### WHAT TO PRODUCE
Every line from the one containing "Would you kindly indicate the yellow" to the final line of the material below must be reproduced exactly; leave out all other lines.

+ + +

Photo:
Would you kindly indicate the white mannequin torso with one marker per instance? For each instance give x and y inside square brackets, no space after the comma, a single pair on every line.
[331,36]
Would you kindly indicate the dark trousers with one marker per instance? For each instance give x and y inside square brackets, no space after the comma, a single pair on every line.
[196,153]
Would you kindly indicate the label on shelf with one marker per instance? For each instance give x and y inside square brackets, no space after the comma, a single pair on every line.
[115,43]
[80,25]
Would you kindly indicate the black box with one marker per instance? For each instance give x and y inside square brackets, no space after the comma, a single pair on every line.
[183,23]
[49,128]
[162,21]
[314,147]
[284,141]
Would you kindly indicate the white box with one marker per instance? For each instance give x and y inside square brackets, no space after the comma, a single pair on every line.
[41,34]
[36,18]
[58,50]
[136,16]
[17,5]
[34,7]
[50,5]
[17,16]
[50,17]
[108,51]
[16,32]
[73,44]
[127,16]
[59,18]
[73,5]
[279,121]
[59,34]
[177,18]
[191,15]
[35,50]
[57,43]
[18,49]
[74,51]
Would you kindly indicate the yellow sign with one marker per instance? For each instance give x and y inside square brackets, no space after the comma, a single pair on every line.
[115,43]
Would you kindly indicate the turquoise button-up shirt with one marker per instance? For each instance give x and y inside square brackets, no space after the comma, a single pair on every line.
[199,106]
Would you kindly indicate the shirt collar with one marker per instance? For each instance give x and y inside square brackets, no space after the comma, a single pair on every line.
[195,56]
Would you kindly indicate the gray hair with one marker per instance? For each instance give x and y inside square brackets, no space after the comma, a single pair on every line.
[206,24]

+ + +

### ANSWER TO THIS PROBLEM
Would you kindly indicate the yellow sign with one marker per instance? For each instance give x and y inside square brackets, no space after the comma, a single pair on every line.
[115,43]
Would you kindly indicate the turquoise button-up shirt with one marker per instance? For each instance give x and y inside square brackets, no space after the comma, a single pair on every line.
[199,106]
Would you kindly indicate the shirt collar with one marker per instance? For each instance give x and y inside square brackets, no space after the comma, a single pair on every line.
[195,56]
Would you kindly indicate the gray hair with one marker per instance? For each instance give x and y inside square brackets, no space after the comma, a single pair on every line.
[206,24]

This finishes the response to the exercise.